■ Extracted text:
The Kingdom plans to invest more than $1tn in the tourism sector over the next 10 years.

For Habib Aoun, partner at Broadgate Advisers, if one looks at ranking by deal value, energy and materials remain the most buoyant sectors by far, driven by strategic acquisitions often involving governmental entities such as ARAMCO.

However, looking at deal count, rather than deal size, demand is big for assets in the consumers, healthcare, education and ICT sectors, both from strategic as well as financial investors.

“Saudi Arabia has always been and remains one of the main M&A markets in the region, driven by its large population, numerous government initiatives and the recent recovery in oil prices,” says Aoun.

The expert estimates that in 2021, there were $44 billion of announced deals in the Kingdom, compared to $75 billion for the whole of the Middel East and North Africa region including Saudi Arabia.

[Saved entries]
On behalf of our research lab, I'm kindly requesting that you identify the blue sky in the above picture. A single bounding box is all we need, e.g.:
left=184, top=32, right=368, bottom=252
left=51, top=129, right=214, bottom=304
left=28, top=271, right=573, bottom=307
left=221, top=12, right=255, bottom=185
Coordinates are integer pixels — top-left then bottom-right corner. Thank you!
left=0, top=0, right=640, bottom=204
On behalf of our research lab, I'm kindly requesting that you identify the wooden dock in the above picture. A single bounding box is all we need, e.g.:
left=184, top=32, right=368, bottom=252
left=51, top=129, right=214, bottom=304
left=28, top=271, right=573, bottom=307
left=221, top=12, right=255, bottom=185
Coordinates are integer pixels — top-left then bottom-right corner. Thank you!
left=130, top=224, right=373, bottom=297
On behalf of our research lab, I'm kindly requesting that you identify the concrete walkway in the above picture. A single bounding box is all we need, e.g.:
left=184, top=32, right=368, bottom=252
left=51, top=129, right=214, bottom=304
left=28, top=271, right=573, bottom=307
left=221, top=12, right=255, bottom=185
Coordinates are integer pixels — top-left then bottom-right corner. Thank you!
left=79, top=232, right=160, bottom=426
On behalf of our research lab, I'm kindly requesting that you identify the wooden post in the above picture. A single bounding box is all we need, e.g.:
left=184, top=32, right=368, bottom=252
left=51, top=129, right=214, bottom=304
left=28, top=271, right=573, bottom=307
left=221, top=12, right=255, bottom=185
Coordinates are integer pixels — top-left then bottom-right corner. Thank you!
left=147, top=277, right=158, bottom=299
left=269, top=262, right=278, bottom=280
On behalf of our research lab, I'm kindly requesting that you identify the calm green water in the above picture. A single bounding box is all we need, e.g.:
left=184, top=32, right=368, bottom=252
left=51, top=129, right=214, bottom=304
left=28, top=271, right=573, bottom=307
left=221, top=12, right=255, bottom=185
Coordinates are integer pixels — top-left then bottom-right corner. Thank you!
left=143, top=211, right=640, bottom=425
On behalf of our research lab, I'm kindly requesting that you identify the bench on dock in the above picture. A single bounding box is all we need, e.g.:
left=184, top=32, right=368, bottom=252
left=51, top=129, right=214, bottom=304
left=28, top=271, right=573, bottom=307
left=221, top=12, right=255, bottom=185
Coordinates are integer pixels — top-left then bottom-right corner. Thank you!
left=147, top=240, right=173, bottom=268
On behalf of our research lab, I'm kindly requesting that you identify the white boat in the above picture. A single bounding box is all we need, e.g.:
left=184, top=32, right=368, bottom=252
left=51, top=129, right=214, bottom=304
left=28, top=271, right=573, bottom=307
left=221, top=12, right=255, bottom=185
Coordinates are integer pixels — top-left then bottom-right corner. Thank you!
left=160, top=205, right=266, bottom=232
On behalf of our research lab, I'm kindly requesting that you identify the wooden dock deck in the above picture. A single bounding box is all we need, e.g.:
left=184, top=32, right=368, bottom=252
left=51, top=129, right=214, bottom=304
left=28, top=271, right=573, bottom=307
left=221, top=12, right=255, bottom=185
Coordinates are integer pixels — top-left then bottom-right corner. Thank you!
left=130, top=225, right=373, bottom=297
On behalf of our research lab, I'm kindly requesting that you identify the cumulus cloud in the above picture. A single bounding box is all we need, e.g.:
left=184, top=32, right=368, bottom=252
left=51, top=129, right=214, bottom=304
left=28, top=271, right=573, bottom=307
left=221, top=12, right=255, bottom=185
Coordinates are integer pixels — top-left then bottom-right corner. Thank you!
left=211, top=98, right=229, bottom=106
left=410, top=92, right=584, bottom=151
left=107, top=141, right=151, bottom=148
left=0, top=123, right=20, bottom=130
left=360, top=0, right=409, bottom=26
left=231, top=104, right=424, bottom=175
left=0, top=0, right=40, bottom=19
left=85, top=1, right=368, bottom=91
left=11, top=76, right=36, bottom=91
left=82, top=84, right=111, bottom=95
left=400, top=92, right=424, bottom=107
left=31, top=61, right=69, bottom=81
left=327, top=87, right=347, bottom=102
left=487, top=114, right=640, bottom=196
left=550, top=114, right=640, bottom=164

■ Activity A: Copy the stretch of the Saudi deal-market passage from "The Kingdom plans" through "such as ARAMCO.", putting "Broadgate Capital" in place of "Broadgate Advisers".
■ Activity B: Extend the article on Saudi mergers and acquisitions with new text that picks up after its last sentence.

■ Answer area A:
The Kingdom plans to invest more than $1tn in the tourism sector over the next 10 years.

For Habib Aoun, partner at Broadgate Capital, if one looks at ranking by deal value, energy and materials remain the most buoyant sectors by far, driven by strategic acquisitions often involving governmental entities such as ARAMCO.

■ Answer area B:
The largest announced transactions this year were the acquisition of 49 percent stake in Aramco’s Oil Pipeline Co by a consortium led by EIG Global Energy; the acquisition of an Aramco portfolio of gas assets by US-based Air Products and ACWA Power, and the acquisition of a 50 percent stake in Saudi National Petrochemical Company by the Saudi Industrial Investment Group, according to Aoun.

The Saudi British Bank, the HSBC Holdings affiliate, also completed its merger with Alawwal Bank. The year also saw the merger of National Commercial Bank and Samba Financial Group under the name of Saudi National Bank. SNB will be accounting for a market share of 25 percent, with a combined equity of SR120 billion ($31.96 billion)

Other than those large deals in the energy and materials sectors, there have been notable mid-cap deal activity including the sales of Naturepack Beverage Packaging to Norway-based Elopak; HSBC’s asset management business to Alawwal Invest; Saudi Enaya Cooperative to Amana cooperative, and; Fourth Milling Co. to a consortium of Saudi strategic Agri investors.

In education, King’s College Riyadh — an offshoot of the Dorset King’s College — became the first British boarding school to set up in Saudi Arabia. Additionally, Saudi Arabia’s Tourism Development Fund and London hospitality company Ennismore established a $400m fund to bring Ennismore’s lifestyle brands to the kingdom.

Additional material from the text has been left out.